[ACTIVITY] Scan the records and identify every line in which the string "stem" occurs, then return those lines.
----
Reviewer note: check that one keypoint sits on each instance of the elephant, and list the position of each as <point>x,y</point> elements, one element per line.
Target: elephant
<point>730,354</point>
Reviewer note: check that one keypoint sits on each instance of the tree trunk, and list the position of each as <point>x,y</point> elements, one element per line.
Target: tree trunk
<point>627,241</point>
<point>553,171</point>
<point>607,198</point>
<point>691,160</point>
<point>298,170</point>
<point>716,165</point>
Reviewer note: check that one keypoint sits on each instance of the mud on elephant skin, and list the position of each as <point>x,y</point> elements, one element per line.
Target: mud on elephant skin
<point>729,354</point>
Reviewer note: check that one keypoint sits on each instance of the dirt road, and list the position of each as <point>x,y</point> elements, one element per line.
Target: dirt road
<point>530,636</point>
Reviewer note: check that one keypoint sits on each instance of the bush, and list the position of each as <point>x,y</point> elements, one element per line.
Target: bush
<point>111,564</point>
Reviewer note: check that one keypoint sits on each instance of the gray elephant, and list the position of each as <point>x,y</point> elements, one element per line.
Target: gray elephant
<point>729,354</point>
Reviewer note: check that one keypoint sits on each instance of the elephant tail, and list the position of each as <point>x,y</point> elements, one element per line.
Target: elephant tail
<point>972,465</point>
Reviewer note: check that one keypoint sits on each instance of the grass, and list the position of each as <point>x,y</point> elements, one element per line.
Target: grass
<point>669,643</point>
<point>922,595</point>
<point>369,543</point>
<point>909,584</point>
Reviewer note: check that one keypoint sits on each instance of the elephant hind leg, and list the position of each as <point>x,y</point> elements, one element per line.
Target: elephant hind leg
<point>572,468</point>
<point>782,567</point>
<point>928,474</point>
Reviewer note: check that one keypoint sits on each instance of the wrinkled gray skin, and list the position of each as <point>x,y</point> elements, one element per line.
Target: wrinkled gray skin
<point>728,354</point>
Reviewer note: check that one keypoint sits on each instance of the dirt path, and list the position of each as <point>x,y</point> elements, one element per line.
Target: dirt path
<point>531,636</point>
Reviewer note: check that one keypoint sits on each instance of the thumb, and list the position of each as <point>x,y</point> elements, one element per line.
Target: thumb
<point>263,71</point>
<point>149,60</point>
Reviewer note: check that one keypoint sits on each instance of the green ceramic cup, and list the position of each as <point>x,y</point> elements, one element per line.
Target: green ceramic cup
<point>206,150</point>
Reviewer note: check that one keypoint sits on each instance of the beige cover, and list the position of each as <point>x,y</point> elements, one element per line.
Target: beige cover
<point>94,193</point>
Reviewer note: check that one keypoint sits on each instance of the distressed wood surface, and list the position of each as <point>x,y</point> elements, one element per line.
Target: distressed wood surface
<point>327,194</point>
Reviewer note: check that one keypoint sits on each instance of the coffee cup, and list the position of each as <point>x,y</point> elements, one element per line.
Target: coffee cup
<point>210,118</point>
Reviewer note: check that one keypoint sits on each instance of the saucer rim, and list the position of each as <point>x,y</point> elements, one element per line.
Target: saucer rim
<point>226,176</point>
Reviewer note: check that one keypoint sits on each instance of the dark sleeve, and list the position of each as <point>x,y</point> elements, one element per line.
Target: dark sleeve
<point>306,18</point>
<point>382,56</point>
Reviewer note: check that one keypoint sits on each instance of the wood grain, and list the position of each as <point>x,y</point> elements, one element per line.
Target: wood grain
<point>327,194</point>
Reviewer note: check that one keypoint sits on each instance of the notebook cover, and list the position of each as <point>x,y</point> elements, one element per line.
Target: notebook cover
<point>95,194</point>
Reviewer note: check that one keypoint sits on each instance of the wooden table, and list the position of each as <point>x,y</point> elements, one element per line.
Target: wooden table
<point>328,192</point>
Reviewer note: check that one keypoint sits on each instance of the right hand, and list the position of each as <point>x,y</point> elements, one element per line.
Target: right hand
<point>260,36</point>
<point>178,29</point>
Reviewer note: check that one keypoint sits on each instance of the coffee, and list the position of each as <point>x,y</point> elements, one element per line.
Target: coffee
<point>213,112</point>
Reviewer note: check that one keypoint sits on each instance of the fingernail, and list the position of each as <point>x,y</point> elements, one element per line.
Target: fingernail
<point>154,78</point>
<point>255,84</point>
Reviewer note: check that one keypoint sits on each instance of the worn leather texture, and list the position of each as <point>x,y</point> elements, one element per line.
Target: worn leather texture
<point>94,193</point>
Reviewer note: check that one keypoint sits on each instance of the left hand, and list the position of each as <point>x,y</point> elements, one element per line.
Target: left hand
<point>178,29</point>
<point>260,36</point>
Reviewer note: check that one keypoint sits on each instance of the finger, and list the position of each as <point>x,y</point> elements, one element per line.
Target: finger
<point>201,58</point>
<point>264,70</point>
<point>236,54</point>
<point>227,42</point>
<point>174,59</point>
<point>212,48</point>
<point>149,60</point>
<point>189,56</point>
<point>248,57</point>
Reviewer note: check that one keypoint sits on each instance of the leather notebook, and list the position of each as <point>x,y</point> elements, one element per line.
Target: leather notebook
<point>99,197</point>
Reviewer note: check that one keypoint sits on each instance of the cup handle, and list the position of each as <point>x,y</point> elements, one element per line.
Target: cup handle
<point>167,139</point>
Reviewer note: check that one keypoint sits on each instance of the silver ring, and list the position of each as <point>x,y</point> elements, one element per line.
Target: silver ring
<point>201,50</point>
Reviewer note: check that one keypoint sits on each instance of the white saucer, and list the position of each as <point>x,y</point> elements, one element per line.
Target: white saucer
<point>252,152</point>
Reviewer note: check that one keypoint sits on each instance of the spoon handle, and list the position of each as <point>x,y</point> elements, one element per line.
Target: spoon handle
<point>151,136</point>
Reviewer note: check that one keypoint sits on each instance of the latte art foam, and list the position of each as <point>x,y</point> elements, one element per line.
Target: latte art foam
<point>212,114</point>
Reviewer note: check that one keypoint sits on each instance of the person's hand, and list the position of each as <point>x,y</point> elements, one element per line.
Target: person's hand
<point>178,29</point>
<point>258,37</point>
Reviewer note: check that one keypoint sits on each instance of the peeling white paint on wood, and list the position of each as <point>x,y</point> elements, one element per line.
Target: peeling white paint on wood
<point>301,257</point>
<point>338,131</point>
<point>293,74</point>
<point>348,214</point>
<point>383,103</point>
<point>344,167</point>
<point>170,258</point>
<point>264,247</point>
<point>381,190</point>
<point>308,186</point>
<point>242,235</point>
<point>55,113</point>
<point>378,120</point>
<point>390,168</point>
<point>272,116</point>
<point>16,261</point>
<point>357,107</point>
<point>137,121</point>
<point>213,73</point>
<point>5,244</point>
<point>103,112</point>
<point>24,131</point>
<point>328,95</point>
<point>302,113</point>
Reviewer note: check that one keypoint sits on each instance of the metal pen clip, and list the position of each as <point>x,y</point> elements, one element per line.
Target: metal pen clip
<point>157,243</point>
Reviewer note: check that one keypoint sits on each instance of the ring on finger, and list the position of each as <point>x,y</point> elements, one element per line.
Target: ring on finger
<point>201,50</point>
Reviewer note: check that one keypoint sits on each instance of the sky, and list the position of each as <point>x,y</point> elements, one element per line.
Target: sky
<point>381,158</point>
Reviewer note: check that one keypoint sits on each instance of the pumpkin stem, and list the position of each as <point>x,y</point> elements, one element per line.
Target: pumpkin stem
----
[RESPONSE FOR THIS EXERCISE]
Reviewer note: check that one keypoint sits on each instance of the pumpkin stem, and list the position of each as <point>x,y</point> elements, one element per line.
Target: pumpkin stem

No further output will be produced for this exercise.